> **Extrait cité**:
_ _ _

Cette année-là
On n'aura jamais vu à Paris autant de feuilles accrochées, fermes vigoureuses après cet été si inquiétant par sa longueur, l'automne sur une tige semblable à un livre dont le titre serait L’Inexorable. Époque curieuse apocalyptique qui nous rend aphones, disloqués, aplatis ; époque charriant en contrepoint ses images nostalgiques, tourne disques, affiches vintage, voix traînante, pluie d’images en noir et blanc : des touches de glamour à peine compréhensibles. Une affiche impressionniste dilue les contours d’une image en cours de fixation. Sabrer le flux avec la beauté, la beauté partout clamée affichée. Autre époque : je ne cesse de revoir des photos de ma mère récemment où je vois qu’elle était belle. Elle l’était c’est vrai. J’ai retrouvé une photo amusante où un Monsieur serre la main de mon père tout en fixant le visage de ma mère. Mais ma mère ne savait pas qu’elle était belle. Enfin dans aucune photo elle ne pose avec une de ses mimiques alanguies qui nous viennent de l’époque de starisation incroyable que nous venons de traverser. Parce que la beauté dit depuis toujours l’époque aussi, l’époque sur le plan ontologique. Elle a aussi un rôle relationnel. La beauté n’est pas qu’une marque déposée. Puis vendue, puisque tout finit par produire de l’argent. La beauté était peut-être moins clamée, moins consciente à cette époque où moins d’affiches glacées circulaient. La beauté avait quelque chose de plus naturel, de moins essentiel mais aussi de plus généreux, il me semble. Même la beauté n’était pas centrée sur le Moi-moi-moi avant cette époque formidable où le culte idolâtrique a engendré des monstres dorés.

_ _ _

> **Les données**:
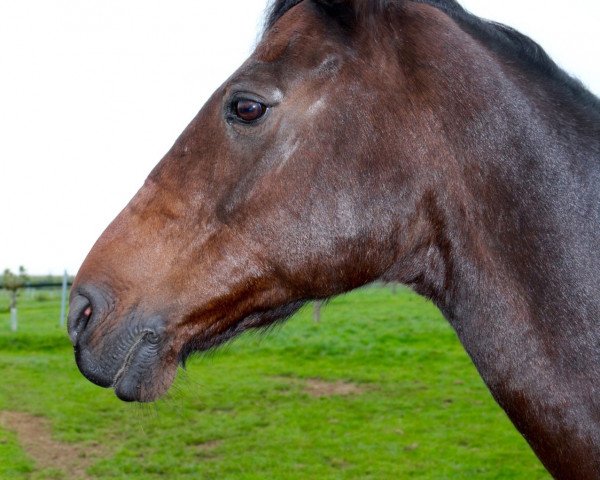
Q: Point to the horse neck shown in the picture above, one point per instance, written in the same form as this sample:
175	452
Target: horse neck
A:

_ _ _

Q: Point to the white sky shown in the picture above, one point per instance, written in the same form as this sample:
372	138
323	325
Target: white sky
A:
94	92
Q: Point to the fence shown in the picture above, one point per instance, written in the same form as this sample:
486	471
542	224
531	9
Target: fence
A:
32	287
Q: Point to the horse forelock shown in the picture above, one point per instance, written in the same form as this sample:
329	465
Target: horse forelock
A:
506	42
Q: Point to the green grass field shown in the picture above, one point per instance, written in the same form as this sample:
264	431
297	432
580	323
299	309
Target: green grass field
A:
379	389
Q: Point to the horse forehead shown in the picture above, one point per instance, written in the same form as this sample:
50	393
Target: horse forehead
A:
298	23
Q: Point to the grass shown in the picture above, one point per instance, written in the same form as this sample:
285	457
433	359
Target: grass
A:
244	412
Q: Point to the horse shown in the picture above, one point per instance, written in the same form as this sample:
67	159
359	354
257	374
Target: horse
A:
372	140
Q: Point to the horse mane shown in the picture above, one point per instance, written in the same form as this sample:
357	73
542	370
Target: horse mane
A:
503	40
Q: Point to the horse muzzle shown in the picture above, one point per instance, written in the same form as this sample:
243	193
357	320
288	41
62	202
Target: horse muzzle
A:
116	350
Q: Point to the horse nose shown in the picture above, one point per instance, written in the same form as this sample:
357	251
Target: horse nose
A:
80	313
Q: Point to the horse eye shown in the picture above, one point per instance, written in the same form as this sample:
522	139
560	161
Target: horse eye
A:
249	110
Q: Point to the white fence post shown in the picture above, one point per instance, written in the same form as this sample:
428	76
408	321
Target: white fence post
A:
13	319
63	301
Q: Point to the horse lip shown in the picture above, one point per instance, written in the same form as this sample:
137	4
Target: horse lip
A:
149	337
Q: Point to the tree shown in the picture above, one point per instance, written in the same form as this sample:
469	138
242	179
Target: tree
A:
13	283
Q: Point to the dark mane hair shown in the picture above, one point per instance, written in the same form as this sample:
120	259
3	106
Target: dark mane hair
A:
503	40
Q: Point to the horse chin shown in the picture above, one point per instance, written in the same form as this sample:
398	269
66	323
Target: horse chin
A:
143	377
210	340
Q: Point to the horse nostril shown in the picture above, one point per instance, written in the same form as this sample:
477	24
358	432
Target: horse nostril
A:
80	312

_ _ _

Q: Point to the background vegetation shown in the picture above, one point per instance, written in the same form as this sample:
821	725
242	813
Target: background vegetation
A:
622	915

_ _ _

> **Consigne écrite 1**: Relevez chaque ligne des entrées où figure le mot « vegetation », en tenant compte de la casse.
> **Consigne écrite 2**: Prolongez le texte sur la beauté et l'époque à partir de sa dernière phrase.

> **Résultat attendu 1**:
Q: Point to the background vegetation shown in the picture above, one point per instance, written in the same form as this sample:
Target: background vegetation

> **Résultat attendu 2**:
Au milieu de cette beauté donc, les nouveaux médias charrient les damnés du monde jusqu’à nos portes dans un flux d’images ininterrompu où jamais la vie ne s’arrête. L’eau rouge des images devenues mirage à force de circuler. L’eau rouge et tous ces dépôts périphériques en grandes pelletées dans l’inconscient collectif nous sont servis par une armée de soldats tantôt pour le camp A tantôt pour le camp B. C’est la guerre. Un peu de beauté pour ne pas trop nous anéantir. Puis une image d’horreur. Même si notre étrange capacité à supporter l’horreur nous surprendra toujours. Même si assis sur nos chaises nous mesurons notre chance d’être dans un pays en paix, nous avons compris – pour qui avait encore un doute – que l’ancien monde écrit ses dernières lignes. Au prix de vies sacrifiées. Toujours sacrifier des vies.
Mais la beauté.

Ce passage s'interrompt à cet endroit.